### PROBLEM DETAILS:
Return word for word the part of the entries below that opens with the line containing "Place one pin on each instance of the puddle" and closes with the final line of the entries, both ends included, and nothing else.

### EXERCISE MATERIALS:
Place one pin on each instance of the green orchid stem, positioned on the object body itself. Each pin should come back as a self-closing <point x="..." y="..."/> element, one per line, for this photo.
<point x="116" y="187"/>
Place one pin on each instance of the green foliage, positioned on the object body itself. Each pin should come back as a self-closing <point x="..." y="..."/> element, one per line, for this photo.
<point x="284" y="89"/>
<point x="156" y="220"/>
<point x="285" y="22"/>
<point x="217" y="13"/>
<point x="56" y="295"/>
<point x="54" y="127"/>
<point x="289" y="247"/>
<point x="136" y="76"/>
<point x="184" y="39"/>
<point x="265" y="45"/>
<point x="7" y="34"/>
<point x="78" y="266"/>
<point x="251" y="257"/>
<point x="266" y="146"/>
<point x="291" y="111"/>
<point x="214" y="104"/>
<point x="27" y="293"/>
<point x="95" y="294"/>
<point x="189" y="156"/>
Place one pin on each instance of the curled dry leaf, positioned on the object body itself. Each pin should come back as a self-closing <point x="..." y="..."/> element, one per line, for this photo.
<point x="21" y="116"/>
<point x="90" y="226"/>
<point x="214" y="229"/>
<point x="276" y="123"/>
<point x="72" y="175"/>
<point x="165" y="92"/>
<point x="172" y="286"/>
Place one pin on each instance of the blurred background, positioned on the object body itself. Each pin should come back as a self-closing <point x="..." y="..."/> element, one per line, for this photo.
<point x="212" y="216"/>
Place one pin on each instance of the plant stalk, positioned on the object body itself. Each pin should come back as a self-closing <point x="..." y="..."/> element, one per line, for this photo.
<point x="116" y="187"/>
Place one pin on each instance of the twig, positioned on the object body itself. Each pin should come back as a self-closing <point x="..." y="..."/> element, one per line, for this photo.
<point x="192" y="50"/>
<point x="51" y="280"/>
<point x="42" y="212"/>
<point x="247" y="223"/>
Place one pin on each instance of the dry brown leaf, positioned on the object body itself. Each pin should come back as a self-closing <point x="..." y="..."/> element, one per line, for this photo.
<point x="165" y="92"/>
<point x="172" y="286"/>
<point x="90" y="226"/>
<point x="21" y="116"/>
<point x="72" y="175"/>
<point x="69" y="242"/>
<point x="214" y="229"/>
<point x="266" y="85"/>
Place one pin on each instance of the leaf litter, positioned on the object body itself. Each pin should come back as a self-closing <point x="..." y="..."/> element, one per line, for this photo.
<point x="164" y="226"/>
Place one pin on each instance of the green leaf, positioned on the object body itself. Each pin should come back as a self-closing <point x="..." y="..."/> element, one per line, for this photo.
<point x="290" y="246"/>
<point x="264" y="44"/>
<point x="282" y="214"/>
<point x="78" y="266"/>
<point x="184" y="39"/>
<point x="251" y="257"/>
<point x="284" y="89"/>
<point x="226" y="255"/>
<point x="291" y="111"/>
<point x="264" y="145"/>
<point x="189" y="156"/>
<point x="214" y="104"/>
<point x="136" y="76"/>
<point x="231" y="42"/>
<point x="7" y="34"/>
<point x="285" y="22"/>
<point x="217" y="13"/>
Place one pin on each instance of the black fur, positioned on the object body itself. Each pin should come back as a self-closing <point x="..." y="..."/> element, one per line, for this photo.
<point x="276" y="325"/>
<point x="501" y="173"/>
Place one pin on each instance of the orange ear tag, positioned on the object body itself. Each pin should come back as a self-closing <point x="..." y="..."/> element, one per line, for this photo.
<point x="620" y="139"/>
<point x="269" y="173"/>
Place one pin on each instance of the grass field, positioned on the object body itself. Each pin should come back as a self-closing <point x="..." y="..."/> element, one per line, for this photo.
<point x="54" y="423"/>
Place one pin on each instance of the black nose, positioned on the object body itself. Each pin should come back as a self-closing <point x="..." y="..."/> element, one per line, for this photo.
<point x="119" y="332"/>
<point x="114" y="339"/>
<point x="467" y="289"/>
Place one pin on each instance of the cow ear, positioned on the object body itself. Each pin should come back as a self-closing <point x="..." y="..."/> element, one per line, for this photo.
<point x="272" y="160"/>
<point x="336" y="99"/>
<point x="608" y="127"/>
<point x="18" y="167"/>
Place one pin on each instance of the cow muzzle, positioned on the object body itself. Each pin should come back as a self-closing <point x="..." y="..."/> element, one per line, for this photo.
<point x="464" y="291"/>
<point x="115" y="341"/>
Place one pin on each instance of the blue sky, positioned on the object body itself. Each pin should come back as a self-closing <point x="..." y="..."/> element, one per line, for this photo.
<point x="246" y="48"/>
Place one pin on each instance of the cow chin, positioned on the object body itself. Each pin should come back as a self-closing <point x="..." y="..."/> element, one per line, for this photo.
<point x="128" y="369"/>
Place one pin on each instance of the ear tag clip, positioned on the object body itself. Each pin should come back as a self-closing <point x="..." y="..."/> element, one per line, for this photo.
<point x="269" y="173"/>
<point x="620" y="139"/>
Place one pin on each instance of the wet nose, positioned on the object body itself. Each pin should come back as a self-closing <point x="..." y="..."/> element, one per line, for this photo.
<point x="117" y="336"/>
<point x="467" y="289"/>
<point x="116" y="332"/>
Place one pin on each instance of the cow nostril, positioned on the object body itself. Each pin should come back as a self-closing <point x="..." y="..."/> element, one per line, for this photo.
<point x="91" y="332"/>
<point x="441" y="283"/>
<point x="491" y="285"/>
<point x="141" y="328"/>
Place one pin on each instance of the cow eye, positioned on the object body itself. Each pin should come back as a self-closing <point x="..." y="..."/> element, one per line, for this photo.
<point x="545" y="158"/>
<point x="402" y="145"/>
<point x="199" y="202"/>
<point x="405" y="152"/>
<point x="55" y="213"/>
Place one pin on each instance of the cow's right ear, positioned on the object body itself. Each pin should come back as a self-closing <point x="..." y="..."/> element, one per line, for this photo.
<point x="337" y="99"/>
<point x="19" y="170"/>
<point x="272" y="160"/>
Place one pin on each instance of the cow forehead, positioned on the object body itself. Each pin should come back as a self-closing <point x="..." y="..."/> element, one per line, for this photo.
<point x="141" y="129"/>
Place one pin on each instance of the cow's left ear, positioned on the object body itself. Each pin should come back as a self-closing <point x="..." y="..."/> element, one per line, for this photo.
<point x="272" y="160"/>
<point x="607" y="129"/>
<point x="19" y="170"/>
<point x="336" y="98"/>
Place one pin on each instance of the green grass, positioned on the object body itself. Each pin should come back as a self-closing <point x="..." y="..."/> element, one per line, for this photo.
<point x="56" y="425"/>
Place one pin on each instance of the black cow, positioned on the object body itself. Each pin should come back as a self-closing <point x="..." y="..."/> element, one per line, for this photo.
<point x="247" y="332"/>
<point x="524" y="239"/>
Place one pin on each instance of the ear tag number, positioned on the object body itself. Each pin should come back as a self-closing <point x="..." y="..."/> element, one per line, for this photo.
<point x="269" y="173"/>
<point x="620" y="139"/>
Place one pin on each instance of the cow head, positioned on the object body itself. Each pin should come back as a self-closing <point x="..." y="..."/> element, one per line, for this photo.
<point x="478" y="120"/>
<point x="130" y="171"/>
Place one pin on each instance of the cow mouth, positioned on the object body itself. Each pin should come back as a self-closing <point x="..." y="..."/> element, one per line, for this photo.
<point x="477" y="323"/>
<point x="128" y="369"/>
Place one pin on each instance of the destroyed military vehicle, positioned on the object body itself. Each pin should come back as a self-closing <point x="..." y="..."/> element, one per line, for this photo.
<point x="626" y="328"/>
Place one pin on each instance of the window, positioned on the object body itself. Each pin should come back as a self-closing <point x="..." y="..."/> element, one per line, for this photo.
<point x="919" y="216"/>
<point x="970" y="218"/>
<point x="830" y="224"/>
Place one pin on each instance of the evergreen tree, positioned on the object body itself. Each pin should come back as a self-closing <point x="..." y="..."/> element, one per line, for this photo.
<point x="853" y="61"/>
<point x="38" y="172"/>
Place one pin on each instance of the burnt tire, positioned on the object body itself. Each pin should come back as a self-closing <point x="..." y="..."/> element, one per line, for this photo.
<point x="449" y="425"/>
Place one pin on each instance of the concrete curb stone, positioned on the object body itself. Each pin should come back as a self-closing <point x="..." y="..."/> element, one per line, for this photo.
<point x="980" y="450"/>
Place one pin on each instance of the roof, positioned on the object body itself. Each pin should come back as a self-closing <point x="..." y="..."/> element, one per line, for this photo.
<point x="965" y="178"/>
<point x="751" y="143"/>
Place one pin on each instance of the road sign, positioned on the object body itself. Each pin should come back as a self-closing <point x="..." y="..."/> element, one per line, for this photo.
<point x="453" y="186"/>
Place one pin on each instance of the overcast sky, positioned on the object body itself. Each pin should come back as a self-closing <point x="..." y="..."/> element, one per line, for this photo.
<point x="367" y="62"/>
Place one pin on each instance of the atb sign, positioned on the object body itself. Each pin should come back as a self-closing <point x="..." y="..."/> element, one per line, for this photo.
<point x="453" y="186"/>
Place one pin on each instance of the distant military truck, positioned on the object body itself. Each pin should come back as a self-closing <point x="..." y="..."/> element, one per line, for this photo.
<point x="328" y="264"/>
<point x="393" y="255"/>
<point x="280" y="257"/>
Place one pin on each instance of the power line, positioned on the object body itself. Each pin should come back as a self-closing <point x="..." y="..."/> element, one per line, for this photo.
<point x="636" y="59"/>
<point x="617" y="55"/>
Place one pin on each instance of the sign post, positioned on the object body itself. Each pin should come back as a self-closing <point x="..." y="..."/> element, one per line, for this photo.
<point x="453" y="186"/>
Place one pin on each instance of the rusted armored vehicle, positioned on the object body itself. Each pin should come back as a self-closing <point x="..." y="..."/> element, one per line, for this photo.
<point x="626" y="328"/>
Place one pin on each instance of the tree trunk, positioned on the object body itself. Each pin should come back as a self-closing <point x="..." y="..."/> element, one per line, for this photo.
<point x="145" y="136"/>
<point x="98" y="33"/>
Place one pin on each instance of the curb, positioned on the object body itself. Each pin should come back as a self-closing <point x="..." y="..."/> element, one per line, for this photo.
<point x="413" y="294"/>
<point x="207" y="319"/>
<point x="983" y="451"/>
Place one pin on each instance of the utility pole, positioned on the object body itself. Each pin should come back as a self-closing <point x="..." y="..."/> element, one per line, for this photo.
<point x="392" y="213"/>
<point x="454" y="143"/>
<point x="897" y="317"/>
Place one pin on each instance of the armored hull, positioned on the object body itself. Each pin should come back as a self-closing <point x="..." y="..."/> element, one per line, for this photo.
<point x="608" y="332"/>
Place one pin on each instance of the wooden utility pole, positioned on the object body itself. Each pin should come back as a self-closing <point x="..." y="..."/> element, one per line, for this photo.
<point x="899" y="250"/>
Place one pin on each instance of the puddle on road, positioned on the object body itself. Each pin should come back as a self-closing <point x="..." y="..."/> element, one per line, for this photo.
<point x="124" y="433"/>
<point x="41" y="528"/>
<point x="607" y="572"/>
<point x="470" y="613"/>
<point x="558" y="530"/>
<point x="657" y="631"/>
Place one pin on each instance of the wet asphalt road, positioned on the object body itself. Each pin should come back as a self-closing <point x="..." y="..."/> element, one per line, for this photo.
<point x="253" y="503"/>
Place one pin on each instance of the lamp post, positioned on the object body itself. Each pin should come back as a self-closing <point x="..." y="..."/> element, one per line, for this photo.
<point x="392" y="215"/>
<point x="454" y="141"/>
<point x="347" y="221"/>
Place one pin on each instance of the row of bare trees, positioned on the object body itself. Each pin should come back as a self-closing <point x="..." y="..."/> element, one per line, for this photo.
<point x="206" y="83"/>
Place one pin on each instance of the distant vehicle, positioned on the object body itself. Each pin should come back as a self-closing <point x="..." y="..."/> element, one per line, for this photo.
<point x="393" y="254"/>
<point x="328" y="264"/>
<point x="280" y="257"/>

### TASK ANSWER:
Place one pin on each instance of the puddle on road, positioned on the object body itself. Each pin should come back as a self-closing <point x="..." y="..."/> element, one per line, for this photo.
<point x="124" y="433"/>
<point x="41" y="528"/>
<point x="607" y="572"/>
<point x="470" y="613"/>
<point x="558" y="530"/>
<point x="657" y="631"/>
Place one pin on each instance of the wet asphalt road, positioned on the object body itself. Each pin should come back as a self-closing <point x="..." y="..."/> element, one per line, for this photo.
<point x="253" y="503"/>
Place one pin on each instance of the lamp post, positioned on the object body itself. Each pin should come back as a self-closing <point x="..." y="..."/> element, one per line, for this photo.
<point x="392" y="215"/>
<point x="454" y="141"/>
<point x="347" y="221"/>
Place one pin on each instance of the row of bare trees, positioned on the object body itself. Each pin should come back as a self-closing <point x="..." y="..."/> element, one per line, for this photo.
<point x="206" y="83"/>
Place one pin on each instance of the distant vehicle, positioned on the object body itself. Each pin should come back as a self-closing <point x="..." y="..."/> element, one per line, for this photo.
<point x="393" y="254"/>
<point x="328" y="264"/>
<point x="280" y="257"/>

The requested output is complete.